**To do**: Exactly repeat the line that contains "Expected behaviour: for every instance of the roof", then every line after it up to and including the final line.
◇ ◇ ◇ ◇ ◇ ◇ ◇
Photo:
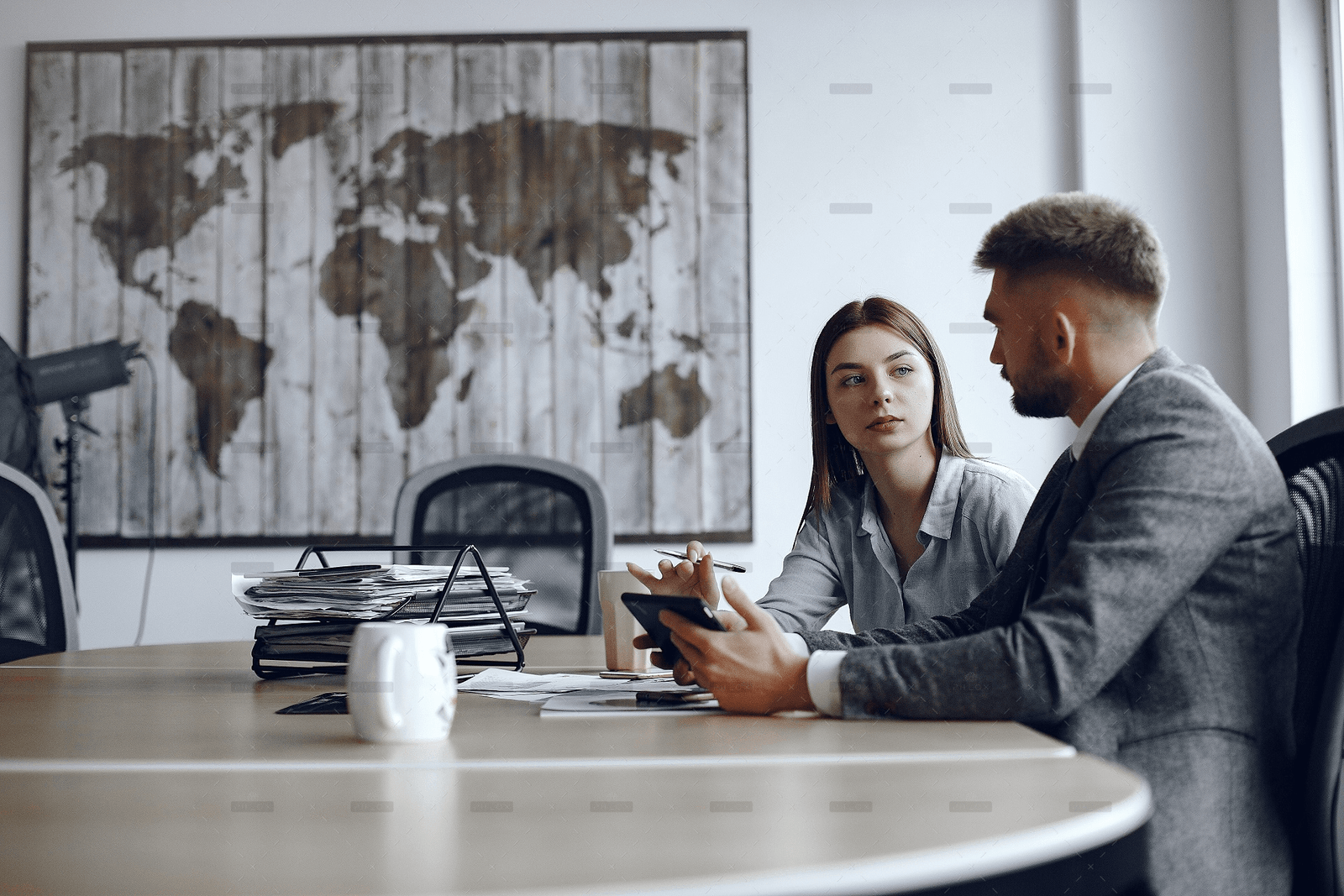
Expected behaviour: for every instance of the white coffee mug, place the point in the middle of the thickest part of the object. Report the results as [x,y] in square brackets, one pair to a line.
[618,626]
[401,683]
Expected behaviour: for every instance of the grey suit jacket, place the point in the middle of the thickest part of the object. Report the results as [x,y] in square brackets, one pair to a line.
[1151,618]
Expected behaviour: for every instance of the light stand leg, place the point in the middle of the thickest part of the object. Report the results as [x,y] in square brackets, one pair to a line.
[73,409]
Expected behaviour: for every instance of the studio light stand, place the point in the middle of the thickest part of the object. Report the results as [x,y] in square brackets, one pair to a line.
[71,378]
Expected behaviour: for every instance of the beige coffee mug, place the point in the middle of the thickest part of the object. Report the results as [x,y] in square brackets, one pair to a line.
[618,626]
[401,683]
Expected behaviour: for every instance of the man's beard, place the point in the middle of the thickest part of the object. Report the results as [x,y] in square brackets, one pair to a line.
[1041,391]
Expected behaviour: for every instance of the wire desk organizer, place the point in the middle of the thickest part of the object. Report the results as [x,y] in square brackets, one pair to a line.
[261,653]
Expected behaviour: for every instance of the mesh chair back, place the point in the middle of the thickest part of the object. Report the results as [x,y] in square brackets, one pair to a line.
[1312,458]
[543,519]
[37,594]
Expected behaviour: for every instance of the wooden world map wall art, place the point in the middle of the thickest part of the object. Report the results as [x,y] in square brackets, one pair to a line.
[351,258]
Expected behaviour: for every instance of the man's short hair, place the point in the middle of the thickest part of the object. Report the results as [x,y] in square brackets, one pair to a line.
[1082,234]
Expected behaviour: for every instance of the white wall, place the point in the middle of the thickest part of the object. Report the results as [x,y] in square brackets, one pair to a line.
[911,148]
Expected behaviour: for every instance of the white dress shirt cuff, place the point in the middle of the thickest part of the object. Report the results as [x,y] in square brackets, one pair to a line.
[824,681]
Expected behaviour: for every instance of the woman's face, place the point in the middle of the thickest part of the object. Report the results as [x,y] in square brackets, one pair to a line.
[880,390]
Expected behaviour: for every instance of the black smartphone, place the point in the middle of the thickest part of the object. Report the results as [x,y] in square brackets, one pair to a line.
[645,607]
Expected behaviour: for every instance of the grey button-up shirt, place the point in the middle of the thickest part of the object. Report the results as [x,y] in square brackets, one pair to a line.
[844,555]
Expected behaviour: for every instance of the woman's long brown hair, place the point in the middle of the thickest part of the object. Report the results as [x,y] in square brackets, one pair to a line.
[833,459]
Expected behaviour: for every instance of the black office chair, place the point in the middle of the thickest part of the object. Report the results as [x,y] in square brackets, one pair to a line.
[37,593]
[1312,458]
[543,519]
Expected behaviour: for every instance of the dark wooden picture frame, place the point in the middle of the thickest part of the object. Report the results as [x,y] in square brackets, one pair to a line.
[354,257]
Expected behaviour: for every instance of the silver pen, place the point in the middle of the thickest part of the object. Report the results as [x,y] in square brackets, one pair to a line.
[730,567]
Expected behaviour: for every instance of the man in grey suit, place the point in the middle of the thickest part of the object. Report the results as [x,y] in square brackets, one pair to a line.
[1151,609]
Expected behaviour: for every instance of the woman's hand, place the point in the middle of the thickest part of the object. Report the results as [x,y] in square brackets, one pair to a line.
[752,668]
[694,577]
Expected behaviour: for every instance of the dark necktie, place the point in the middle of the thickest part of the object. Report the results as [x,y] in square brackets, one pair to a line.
[1038,524]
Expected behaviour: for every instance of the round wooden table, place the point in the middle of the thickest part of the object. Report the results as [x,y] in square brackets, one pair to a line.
[165,770]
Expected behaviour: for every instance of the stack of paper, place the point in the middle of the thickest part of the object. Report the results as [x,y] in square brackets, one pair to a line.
[322,607]
[375,593]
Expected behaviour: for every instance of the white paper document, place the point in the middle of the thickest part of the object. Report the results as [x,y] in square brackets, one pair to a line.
[564,694]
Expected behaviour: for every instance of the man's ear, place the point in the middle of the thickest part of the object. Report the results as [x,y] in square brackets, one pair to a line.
[1062,335]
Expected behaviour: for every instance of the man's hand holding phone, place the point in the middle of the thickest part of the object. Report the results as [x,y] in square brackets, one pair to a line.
[694,577]
[749,665]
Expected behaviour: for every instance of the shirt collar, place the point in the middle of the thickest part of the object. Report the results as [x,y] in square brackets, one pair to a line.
[942,503]
[1100,411]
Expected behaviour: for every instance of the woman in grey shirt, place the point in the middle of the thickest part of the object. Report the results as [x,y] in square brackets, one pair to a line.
[902,523]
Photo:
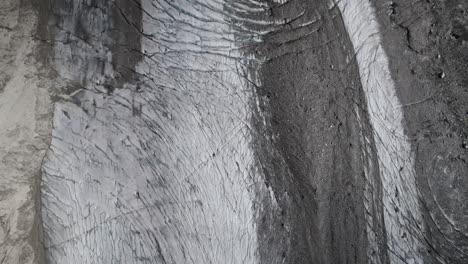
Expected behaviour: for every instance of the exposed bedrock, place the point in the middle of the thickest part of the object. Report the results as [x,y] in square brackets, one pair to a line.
[244,131]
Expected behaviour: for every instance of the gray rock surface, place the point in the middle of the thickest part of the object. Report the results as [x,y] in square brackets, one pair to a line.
[245,131]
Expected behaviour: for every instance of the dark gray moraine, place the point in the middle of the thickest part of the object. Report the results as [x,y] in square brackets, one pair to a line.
[244,131]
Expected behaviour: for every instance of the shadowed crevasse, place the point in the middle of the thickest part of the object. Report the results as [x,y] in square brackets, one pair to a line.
[241,131]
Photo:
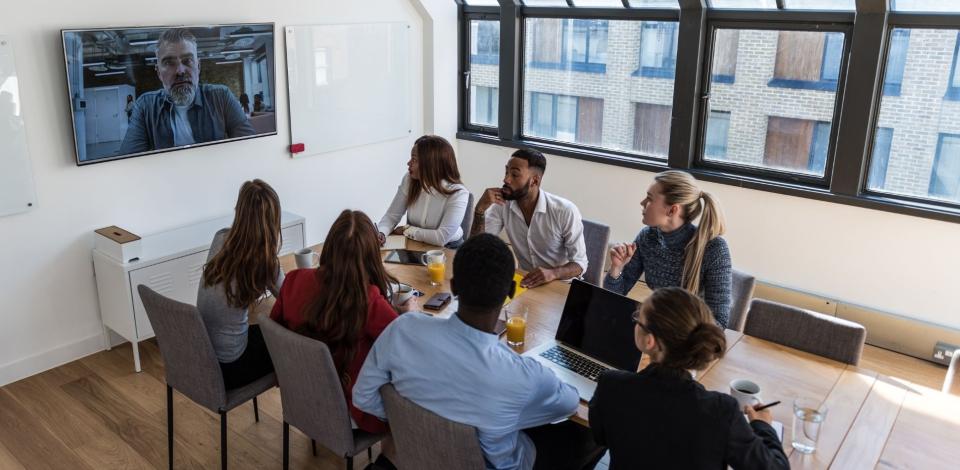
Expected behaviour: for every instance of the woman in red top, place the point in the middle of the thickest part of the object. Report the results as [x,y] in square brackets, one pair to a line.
[343,302]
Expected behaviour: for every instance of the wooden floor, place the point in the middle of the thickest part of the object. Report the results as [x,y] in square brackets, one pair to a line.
[96,413]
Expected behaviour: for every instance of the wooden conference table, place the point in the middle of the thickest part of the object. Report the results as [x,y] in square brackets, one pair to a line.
[872,420]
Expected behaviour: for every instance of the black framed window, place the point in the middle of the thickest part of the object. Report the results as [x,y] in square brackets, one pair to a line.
[953,86]
[658,49]
[568,44]
[945,176]
[782,132]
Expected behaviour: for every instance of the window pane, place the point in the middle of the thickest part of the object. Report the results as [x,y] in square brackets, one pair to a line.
[484,72]
[821,4]
[916,149]
[545,3]
[926,5]
[777,112]
[598,3]
[655,3]
[584,80]
[718,129]
[744,4]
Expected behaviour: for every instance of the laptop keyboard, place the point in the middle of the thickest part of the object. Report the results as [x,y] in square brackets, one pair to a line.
[574,362]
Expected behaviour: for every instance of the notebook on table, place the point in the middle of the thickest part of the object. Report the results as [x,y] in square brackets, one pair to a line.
[595,334]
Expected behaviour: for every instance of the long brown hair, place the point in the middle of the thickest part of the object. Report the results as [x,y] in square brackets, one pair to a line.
[247,264]
[678,187]
[437,164]
[349,263]
[684,327]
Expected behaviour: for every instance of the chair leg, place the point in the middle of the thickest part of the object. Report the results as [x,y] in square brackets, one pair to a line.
[170,426]
[286,445]
[223,440]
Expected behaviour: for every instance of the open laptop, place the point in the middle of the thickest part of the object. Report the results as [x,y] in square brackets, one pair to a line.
[595,334]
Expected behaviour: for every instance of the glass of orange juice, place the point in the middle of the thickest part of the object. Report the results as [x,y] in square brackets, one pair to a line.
[516,325]
[436,263]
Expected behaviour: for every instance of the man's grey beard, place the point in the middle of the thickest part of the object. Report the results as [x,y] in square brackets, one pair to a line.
[182,95]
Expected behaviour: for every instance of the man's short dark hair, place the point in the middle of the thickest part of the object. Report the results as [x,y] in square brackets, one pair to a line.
[483,271]
[535,159]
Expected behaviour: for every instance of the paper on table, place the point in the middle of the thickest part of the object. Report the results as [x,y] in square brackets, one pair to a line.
[394,242]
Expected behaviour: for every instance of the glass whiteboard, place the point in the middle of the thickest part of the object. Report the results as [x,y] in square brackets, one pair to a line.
[17,193]
[349,84]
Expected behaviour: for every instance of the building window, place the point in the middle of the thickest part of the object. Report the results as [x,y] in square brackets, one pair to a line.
[718,127]
[795,69]
[484,106]
[896,61]
[651,125]
[953,88]
[725,55]
[566,118]
[485,42]
[796,145]
[571,44]
[879,159]
[945,177]
[658,49]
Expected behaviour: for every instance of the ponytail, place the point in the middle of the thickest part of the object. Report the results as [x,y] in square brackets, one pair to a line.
[684,327]
[679,187]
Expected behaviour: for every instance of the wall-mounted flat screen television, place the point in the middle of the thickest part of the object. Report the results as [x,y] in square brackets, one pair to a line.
[137,91]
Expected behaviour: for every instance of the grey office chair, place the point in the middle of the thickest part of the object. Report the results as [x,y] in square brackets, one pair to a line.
[596,236]
[427,440]
[809,331]
[191,365]
[742,287]
[311,395]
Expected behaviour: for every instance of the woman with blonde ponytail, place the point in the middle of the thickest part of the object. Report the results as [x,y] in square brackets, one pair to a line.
[672,251]
[660,417]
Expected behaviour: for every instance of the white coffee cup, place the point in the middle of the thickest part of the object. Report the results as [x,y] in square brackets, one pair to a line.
[746,392]
[400,293]
[305,258]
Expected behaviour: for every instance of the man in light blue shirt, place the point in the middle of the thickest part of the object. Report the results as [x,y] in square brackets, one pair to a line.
[458,369]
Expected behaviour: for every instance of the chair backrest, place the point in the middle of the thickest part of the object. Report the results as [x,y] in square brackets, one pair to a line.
[596,236]
[190,363]
[951,383]
[427,440]
[467,217]
[310,390]
[742,286]
[809,331]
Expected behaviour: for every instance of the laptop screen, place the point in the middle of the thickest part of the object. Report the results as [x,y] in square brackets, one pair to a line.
[599,323]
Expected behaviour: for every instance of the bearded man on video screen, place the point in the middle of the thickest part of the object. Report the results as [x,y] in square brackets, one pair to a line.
[184,112]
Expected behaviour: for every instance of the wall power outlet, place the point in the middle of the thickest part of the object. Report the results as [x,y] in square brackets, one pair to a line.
[943,352]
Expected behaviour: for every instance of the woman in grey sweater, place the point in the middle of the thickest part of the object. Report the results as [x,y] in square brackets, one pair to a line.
[241,266]
[673,252]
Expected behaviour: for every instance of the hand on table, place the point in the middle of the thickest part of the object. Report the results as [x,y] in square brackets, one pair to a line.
[538,277]
[762,415]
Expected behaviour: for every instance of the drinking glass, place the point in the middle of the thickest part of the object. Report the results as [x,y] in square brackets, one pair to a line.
[516,325]
[808,416]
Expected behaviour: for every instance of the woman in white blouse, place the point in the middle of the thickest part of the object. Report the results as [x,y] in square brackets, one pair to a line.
[430,194]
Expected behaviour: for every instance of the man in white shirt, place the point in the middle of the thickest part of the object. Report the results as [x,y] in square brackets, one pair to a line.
[546,231]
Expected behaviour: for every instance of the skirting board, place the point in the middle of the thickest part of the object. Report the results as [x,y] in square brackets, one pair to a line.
[884,330]
[25,367]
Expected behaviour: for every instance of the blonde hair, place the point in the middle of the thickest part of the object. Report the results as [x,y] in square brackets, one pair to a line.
[679,187]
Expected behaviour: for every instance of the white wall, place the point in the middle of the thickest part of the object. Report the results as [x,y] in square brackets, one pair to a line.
[50,312]
[895,263]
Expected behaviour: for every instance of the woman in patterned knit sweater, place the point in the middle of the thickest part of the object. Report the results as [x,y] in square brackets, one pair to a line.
[673,252]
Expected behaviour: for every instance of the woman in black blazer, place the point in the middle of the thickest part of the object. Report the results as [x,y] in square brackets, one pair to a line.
[661,417]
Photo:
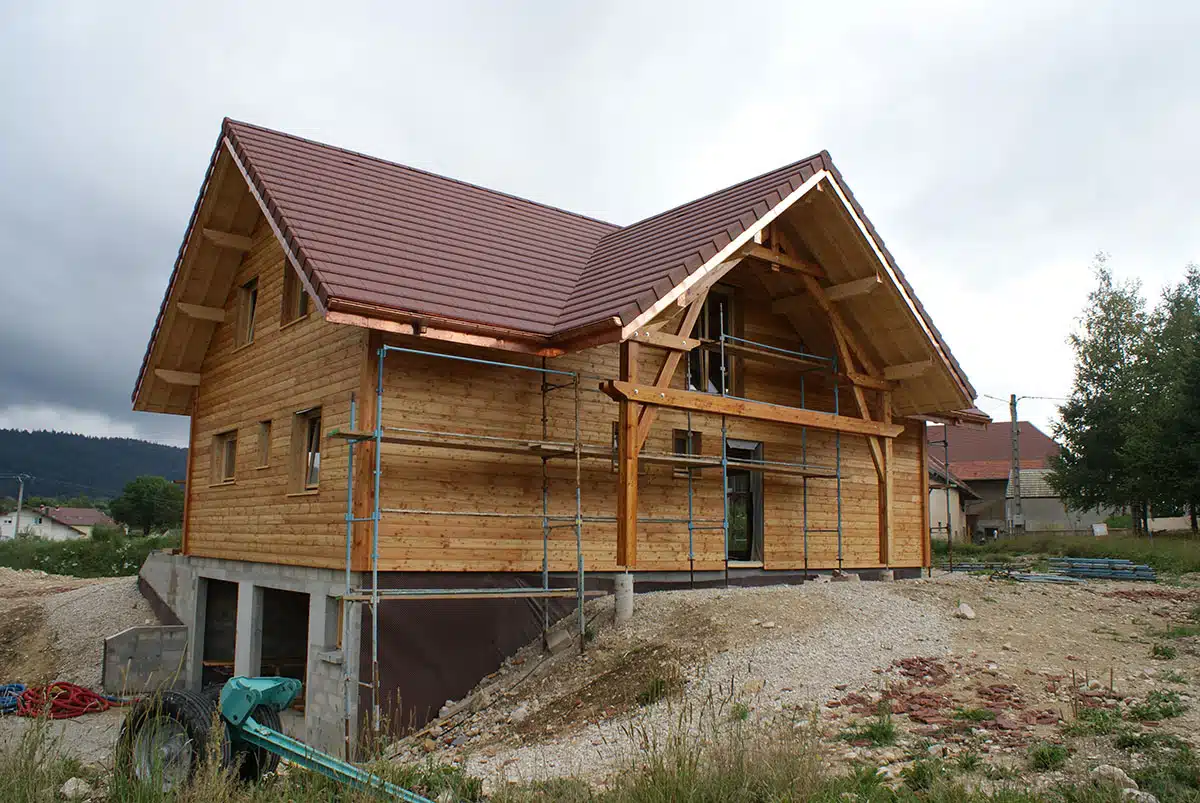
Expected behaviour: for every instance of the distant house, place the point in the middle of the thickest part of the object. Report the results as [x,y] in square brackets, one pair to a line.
[948,492]
[54,523]
[982,457]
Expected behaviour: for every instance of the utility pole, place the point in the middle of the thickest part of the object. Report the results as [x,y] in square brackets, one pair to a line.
[1018,519]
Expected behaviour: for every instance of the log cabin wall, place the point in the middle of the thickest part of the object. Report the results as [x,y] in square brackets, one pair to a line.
[262,515]
[437,394]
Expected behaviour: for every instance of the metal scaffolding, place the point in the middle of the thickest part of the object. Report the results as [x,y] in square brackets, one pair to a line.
[546,449]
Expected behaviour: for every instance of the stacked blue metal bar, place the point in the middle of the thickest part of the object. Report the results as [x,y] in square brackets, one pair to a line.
[1103,569]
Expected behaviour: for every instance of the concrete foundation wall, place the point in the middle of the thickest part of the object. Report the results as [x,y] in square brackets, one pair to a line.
[181,583]
[145,659]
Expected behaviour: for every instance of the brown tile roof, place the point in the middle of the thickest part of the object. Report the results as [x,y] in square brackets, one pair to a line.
[384,234]
[78,516]
[985,454]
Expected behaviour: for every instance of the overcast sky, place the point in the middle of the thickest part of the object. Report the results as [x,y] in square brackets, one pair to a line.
[996,149]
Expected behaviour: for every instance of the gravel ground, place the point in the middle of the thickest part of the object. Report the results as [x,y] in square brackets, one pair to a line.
[79,621]
[778,651]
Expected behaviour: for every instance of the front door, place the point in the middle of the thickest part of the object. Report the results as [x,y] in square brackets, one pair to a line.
[744,492]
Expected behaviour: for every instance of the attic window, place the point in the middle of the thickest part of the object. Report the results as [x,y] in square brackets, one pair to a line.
[225,456]
[306,450]
[247,303]
[295,297]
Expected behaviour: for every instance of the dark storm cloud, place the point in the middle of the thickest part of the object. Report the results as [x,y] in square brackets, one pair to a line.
[996,149]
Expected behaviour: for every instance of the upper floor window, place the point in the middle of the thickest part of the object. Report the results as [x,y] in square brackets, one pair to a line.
[295,297]
[247,301]
[705,364]
[306,448]
[225,456]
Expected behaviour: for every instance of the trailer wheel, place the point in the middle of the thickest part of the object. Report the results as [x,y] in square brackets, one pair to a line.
[252,762]
[167,737]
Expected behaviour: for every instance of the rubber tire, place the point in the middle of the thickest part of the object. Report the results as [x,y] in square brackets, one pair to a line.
[193,712]
[252,762]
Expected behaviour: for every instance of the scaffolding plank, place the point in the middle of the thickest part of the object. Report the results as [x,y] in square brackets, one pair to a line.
[751,409]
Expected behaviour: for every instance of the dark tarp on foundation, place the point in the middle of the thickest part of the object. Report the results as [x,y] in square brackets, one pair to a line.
[432,651]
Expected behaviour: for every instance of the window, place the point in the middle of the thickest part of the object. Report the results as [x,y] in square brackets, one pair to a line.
[685,443]
[306,448]
[225,456]
[264,444]
[705,363]
[744,492]
[295,297]
[247,301]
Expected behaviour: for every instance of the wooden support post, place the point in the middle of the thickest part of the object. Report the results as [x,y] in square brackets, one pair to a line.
[627,462]
[670,363]
[887,487]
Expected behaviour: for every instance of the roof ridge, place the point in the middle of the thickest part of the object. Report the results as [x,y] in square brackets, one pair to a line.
[423,172]
[823,155]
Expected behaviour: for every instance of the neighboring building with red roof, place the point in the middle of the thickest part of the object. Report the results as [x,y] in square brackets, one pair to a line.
[54,523]
[983,457]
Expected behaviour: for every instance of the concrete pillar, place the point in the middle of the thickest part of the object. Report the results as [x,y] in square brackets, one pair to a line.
[623,588]
[247,653]
[195,619]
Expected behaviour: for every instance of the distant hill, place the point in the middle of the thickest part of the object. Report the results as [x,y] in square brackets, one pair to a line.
[65,465]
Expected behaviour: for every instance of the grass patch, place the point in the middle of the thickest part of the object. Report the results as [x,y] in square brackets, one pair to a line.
[1158,705]
[879,731]
[112,557]
[975,714]
[1045,755]
[1093,721]
[1163,652]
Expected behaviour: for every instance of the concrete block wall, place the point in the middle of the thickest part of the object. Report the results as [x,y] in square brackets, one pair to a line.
[181,582]
[144,659]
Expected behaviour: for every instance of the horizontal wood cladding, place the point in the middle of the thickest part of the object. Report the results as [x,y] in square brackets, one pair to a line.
[305,364]
[427,393]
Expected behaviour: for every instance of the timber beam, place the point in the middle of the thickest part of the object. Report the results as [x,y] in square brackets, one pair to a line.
[658,396]
[664,340]
[780,259]
[228,240]
[907,370]
[178,377]
[201,312]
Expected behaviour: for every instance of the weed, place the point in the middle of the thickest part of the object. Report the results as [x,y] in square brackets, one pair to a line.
[1093,721]
[1045,755]
[1163,652]
[975,714]
[1158,705]
[657,689]
[922,774]
[879,730]
[739,712]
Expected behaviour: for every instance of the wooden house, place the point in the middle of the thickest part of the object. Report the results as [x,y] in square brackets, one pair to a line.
[425,385]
◇ ◇ ◇ ◇ ◇ ◇ ◇
**The output**:
Expected behaviour: for every instance of the roof ridge, place the point in the middle of the thickest part of the object. Report the results as [x,y] in square brackets, one pair to a line.
[423,172]
[823,155]
Expected behaviour: for every instance of the neighboring building with red roof, place the point in the middle of the thickest part of the object. Report the results as [x,y] in square brackets, one pair to a line.
[54,523]
[983,457]
Expected behaviour: for every instance of the concrete pillar, place the point in the middle of the thickest part of the object. Report the results as [x,y] in square brackets, one pair to a line.
[623,588]
[247,653]
[195,619]
Expected behaviour: for every instance of the distant hill, place the point in the middle of the thickest part of the object. Report the results as [x,y] in square brackets, one pair to a line.
[65,465]
Expected behaviour: for every instance of the grass patch, place the point in the middle of the thickest part of the object. Report the results as [x,y] in square brackets, one pair to a line.
[1158,705]
[879,731]
[112,557]
[975,714]
[1045,755]
[1093,721]
[1163,652]
Expected behaviour: for every instance of the concrete block wall, place the point in the middle of the thickest part of the object. Report the results as [x,y] in square brackets, one pair to a line.
[181,582]
[144,659]
Expected behaviour: for every instance of the horizontal wood cladding, place the point in the middle of the thickest part of the object. Report the results as [x,y] in square brackets, one pair to a line.
[305,364]
[427,393]
Expected behaviour: for every instance of the timber beam, place the point in the middle of the thickest part of the object. Report the results as [x,y] in square brackets, one pair to a line.
[658,396]
[664,340]
[780,259]
[228,240]
[907,370]
[178,377]
[201,312]
Expected behaviour: for every instance of the weed, place the point in the middle of the thickest part of the object. Report the results as [x,y] in square brackets, one pair to a line.
[1093,721]
[1045,755]
[1163,652]
[975,714]
[1158,705]
[657,689]
[922,774]
[879,730]
[739,712]
Expected behaviour: for every instance of the wooden house, place the point in the middle of the thickest part of the object. Report the results as [x,y] in square brackets, one pair to a line.
[425,385]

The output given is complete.